## To be done
Transcribe all of the material exactly. Any picture in it should be left out.

## Source records
↓

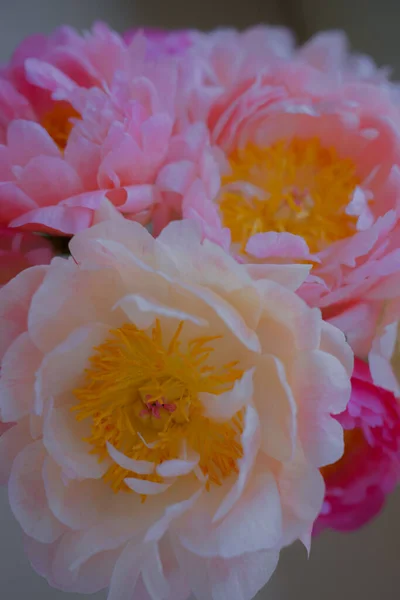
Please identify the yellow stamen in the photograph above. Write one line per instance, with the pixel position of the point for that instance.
(142, 396)
(58, 124)
(306, 190)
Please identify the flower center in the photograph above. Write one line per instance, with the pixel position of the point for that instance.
(57, 122)
(142, 396)
(302, 188)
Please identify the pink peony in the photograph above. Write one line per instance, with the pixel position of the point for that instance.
(131, 142)
(357, 485)
(18, 251)
(310, 171)
(162, 42)
(384, 357)
(172, 413)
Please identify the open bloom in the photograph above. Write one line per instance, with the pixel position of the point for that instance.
(18, 251)
(125, 139)
(172, 413)
(310, 171)
(357, 485)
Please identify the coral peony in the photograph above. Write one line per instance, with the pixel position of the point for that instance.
(357, 485)
(173, 412)
(162, 42)
(310, 171)
(129, 140)
(18, 251)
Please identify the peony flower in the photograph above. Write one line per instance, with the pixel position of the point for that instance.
(384, 357)
(310, 171)
(172, 414)
(18, 251)
(130, 143)
(162, 42)
(357, 485)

↑

## Final answer
Please identify the yellow stamen in the photograph above. Write one line per instance, with the pixel position of the point for that instance.
(142, 396)
(58, 124)
(306, 190)
Please identify the flower center in the photograph above. Write one line per instance, with the pixel position of the point for that instance.
(57, 122)
(142, 396)
(302, 188)
Please identify the pink peony in the photograph above. Write one line per instance, with the pixel position of the point for that instance.
(131, 142)
(357, 485)
(18, 251)
(310, 171)
(162, 42)
(384, 357)
(172, 413)
Please identify the open bloom in the photograph above. Write one line per instance, with the pixel position of the point for that instance.
(18, 251)
(125, 139)
(172, 413)
(310, 171)
(357, 485)
Please identify the coral peony in the photograph above. Write one line per instance, with the pixel position of the point for that instance.
(357, 485)
(173, 412)
(162, 42)
(310, 171)
(129, 140)
(18, 251)
Please identify the peony flower in the photograph above. Write one line per instance, with the pixel position of the point for that instance.
(384, 357)
(310, 171)
(172, 414)
(18, 251)
(130, 143)
(162, 42)
(357, 485)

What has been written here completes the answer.